Exercise: Please rescale the data from its start through the line containing "[53,315,143,457]", both ends included, and give back only those lines, requests included. Multiply each bounding-box coordinate in the answers by 0.7 and round to whole numbers, with halves rounding up.

-- START OF Information shown --

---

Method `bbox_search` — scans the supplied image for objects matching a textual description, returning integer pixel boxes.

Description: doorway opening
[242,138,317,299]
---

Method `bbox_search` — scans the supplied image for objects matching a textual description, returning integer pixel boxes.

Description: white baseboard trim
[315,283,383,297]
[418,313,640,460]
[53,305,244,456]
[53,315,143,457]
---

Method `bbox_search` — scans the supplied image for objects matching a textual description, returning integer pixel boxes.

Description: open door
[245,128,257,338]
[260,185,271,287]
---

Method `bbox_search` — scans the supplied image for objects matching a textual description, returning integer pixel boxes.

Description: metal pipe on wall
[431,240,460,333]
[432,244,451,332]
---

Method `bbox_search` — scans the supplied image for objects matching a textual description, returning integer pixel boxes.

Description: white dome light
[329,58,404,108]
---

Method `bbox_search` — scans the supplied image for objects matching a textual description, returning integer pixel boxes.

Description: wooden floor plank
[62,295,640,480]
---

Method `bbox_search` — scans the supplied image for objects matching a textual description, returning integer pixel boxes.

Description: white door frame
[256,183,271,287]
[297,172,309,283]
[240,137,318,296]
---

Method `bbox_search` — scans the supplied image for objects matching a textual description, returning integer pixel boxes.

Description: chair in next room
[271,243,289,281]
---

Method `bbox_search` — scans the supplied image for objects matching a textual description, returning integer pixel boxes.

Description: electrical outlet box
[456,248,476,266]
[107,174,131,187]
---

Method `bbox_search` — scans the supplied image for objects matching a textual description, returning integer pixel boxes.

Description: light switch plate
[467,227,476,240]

-- END OF Information shown --

Solution:
---

Method `bbox_search` — scans the supplied image for objects matching a textual description, returning integer pixel boxes.

Description: doorway opening
[169,97,222,209]
---

Method `bbox_search` — scans the supplied image for objects matching a textual description, returning integer pixel boxes.

Description: white baseboard trim
[221,198,268,208]
[293,219,448,322]
[37,214,171,319]
[37,221,100,320]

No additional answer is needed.